### Records for the task
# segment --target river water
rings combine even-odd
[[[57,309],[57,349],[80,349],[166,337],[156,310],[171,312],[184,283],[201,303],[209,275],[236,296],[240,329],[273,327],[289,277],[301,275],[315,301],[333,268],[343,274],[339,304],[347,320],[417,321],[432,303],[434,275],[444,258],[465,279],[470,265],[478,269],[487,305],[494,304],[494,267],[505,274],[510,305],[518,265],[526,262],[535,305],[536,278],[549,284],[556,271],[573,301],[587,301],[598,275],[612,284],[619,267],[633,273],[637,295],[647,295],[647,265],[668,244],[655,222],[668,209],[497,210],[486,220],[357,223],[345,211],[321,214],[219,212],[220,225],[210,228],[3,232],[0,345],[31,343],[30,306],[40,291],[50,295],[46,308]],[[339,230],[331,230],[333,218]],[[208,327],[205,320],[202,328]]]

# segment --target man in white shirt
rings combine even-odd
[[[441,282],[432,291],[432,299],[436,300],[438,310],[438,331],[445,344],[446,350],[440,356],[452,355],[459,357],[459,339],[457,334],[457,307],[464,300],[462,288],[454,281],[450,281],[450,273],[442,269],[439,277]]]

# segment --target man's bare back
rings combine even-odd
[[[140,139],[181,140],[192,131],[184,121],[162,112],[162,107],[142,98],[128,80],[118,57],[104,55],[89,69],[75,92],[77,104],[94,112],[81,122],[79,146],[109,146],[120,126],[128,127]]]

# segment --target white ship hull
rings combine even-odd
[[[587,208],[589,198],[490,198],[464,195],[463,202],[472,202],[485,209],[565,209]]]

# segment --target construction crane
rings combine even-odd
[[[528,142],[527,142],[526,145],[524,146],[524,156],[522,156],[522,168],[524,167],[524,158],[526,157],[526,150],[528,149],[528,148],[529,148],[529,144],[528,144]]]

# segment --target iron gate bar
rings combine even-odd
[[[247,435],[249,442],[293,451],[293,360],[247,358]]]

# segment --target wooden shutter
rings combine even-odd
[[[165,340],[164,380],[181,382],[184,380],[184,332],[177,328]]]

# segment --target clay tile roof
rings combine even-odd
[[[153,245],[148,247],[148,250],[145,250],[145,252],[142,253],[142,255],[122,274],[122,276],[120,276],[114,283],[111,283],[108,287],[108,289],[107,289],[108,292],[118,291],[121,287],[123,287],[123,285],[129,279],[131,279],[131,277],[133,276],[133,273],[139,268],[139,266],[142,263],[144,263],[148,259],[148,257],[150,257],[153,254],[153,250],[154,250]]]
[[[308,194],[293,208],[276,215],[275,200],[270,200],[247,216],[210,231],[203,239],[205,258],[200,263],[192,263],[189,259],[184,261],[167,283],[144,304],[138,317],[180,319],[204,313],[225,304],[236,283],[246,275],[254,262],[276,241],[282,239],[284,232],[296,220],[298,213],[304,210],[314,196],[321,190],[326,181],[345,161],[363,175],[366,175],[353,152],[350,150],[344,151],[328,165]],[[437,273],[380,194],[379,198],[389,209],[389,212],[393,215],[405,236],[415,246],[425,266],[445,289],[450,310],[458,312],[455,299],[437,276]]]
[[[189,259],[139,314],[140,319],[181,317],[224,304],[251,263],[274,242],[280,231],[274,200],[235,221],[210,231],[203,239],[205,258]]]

### To be done
Copy out all of the lines above, changing each "even-odd" to "nonzero" and leaving everything else as it is.

### Answer to this exercise
# segment --target river water
rings combine nonzero
[[[57,309],[57,349],[80,349],[166,337],[156,310],[171,312],[184,283],[201,303],[209,275],[236,296],[240,329],[273,327],[289,277],[301,275],[315,301],[333,268],[343,274],[339,304],[347,320],[417,321],[432,303],[434,275],[444,258],[465,279],[470,265],[478,269],[487,305],[494,304],[494,267],[505,274],[510,305],[518,265],[526,262],[535,305],[536,278],[549,284],[556,271],[573,301],[587,301],[598,275],[612,284],[619,267],[633,273],[637,295],[647,295],[647,265],[668,244],[655,222],[668,209],[497,210],[486,220],[357,223],[345,211],[321,214],[219,212],[220,225],[210,228],[3,232],[0,345],[31,343],[30,306],[40,291],[50,295],[46,308]],[[339,230],[331,230],[333,218]],[[208,327],[205,320],[202,328]]]

# segment --target man in white shirt
rings combine nonzero
[[[441,282],[432,291],[432,299],[436,300],[438,310],[438,331],[445,344],[446,350],[440,356],[452,355],[459,357],[459,339],[457,334],[457,307],[464,300],[462,288],[454,281],[450,281],[450,273],[442,269],[439,277]]]

# segment --target man's bare back
rings combine nonzero
[[[140,139],[181,140],[192,131],[184,121],[162,112],[162,107],[142,98],[128,80],[118,57],[104,55],[89,69],[75,92],[77,104],[94,112],[81,122],[79,146],[109,146],[120,126],[128,127]]]

# segment --target white ship hull
rings combine nonzero
[[[587,208],[589,198],[490,198],[464,195],[463,202],[472,202],[485,209],[565,209]]]

# segment --target construction crane
rings combine nonzero
[[[528,142],[527,142],[526,145],[524,146],[524,156],[522,156],[522,168],[524,167],[524,158],[526,157],[526,150],[528,149],[528,148],[529,148],[529,144],[528,144]]]

# segment --target iron gate bar
rings combine nonzero
[[[247,435],[249,442],[293,451],[293,360],[247,358]]]

# segment --target wooden shutter
rings combine nonzero
[[[165,340],[164,380],[181,382],[184,380],[184,332],[177,328]]]

# segment --target clay tile roof
rings combine nonzero
[[[153,245],[148,247],[148,250],[145,250],[145,252],[142,253],[142,255],[122,274],[122,276],[120,276],[114,283],[111,283],[108,287],[108,289],[107,289],[108,292],[118,291],[121,287],[123,287],[123,285],[129,279],[131,279],[131,277],[133,276],[133,273],[139,268],[139,266],[142,263],[144,263],[148,259],[148,257],[150,257],[153,254],[153,250],[154,250]]]
[[[308,194],[293,208],[276,215],[275,200],[270,200],[247,216],[210,231],[203,239],[205,258],[200,263],[192,263],[189,259],[184,261],[167,283],[144,304],[138,317],[180,319],[204,313],[225,304],[236,283],[246,275],[254,262],[276,241],[282,239],[284,232],[296,220],[298,213],[304,210],[314,196],[321,190],[326,181],[345,161],[363,175],[366,175],[353,152],[350,150],[344,151],[328,165]],[[437,273],[380,194],[379,198],[389,209],[389,212],[393,215],[405,236],[415,246],[425,266],[445,289],[450,310],[458,312],[455,299],[437,276]]]
[[[189,259],[139,314],[140,319],[181,317],[224,304],[251,263],[274,242],[280,231],[274,200],[235,221],[210,231],[203,239],[205,258]]]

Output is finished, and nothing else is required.